### [Énoncé A]
Relevez chaque ligne des enregistrements qui contient la chaîne "logo".

### [Extrait à lire]

....

Six mois après le lancement de l’enquête, des salariés dénoncent une réduction du temps du nettoyage et le recours à une farine plus sensible aux contaminations.

Il y d’abord un sentiment de culpabilité. "On cogite, on ne dort plus. On se demande comment on en est arrivé là. Qu’est-ce qu’on a fait de mal ?" Les traits tirés, Pierre*, un salarié de l’usine de Caudry (Nord) où étaient fabriquées les pizzas Fraîch’Up de la marque Buitoni contaminées à l’Escherichia coli, ressent aujourd’hui le besoin de se livrer. Depuis que le scandale a éclaté, il se sent "responsable quelque part" de ce qui est arrivé. Un sentiment partagé par plusieurs de ses collègues, dont Patrick* : "Ces pizzas, c’était notre vie, notre fierté, explique-t-il la voix étranglée. Notre fierté s’est transformée en honte." (...)

Il y a ensuite le choc de la fermeture de l’usine dans laquelle eux et d’autres salariés travaillent parfois depuis plusieurs décennies. Le 1er avril dernier, un arrêté de la préfecture du Nord ordonne l’arrêt de la production "jusqu’à la remise en conformité avec la réglementation en matière d’hygiène". Patrick, Pierre et leurs collègues tournent alors en rond. Ils continuent à percevoir leur rémunération mais s’inquiètent pour leur avenir.

Il y a enfin le besoin de donner leur version des faits sur les "manquements graves" pointés dans l’arrêté de la préfecture du Nord pour justifier la fermeture de l’usine. Ces manquements, les salariés ne les contestent pas. Mais ils veulent s’expliquer. C’est pour toutes ces raisons qu’avec d’autres collègues, ils ont accepté de parler à la Cellule investigation de Radio France. (...)

....

### [Données à traiter]
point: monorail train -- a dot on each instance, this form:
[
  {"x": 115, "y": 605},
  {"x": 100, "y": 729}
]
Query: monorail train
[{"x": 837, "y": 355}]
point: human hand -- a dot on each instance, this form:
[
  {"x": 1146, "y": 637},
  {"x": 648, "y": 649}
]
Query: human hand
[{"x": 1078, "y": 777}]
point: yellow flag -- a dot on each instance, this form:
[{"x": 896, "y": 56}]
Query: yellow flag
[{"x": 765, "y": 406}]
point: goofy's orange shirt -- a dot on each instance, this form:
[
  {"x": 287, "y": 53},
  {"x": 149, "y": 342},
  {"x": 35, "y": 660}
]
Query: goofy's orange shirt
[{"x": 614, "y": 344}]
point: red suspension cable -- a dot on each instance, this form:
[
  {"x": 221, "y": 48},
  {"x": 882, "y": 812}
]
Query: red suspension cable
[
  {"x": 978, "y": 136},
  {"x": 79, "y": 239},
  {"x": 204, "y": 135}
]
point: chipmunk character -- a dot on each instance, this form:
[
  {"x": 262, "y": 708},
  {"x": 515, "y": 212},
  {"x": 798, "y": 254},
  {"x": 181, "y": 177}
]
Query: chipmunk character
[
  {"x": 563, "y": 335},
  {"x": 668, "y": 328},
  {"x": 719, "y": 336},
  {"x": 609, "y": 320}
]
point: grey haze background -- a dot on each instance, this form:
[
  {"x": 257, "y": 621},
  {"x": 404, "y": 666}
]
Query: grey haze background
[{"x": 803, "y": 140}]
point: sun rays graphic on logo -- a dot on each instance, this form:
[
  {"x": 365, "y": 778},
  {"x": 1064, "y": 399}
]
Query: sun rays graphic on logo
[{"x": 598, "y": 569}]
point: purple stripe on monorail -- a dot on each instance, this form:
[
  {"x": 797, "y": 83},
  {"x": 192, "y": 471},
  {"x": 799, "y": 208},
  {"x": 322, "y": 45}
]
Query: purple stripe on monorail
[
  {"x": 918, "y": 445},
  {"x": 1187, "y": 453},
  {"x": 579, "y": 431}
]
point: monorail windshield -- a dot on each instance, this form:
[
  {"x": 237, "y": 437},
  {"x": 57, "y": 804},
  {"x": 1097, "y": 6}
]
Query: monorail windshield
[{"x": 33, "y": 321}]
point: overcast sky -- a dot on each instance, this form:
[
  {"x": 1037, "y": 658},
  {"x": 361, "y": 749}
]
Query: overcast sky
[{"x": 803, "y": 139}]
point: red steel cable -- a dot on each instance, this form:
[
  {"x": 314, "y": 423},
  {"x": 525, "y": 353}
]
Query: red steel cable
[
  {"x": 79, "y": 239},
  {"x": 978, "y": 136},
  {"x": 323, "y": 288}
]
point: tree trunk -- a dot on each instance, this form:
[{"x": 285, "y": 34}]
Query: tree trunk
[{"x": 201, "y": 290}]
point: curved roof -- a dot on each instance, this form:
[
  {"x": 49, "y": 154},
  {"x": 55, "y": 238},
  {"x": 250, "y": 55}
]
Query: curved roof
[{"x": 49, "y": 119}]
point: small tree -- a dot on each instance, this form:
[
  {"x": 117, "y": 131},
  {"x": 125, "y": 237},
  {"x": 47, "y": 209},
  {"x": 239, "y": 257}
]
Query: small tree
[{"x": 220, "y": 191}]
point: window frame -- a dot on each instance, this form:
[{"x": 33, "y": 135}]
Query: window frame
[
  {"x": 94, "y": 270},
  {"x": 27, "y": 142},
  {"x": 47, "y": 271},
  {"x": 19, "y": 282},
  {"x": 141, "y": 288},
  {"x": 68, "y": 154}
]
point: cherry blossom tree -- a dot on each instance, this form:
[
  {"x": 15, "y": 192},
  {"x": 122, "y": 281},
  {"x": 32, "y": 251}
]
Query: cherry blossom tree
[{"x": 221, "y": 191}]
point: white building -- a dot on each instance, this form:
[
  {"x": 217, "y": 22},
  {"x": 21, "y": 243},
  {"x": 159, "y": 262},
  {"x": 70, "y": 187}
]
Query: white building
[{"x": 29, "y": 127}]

....

### [Énoncé B]
Répondez aux questions suivantes d'après l'extrait sur l'usine de Caudry :
(i) De quelle marque étaient les pizzas Fraîch'Up fabriquées à l'usine de Caudry ?
(ii) À quelle date l'arrêté de la préfecture du Nord ordonne-t-il l'arrêt de la production ?
(iii) À quelle entité les salariés ont-ils accepté de parler ?

### [Résultat final A]
point: sun rays graphic on logo -- a dot on each instance, this form:
Query: sun rays graphic on logo

### [Résultat final B]
(i) Buitoni.
(ii) Le 1er avril.
(iii) La Cellule investigation de Radio France.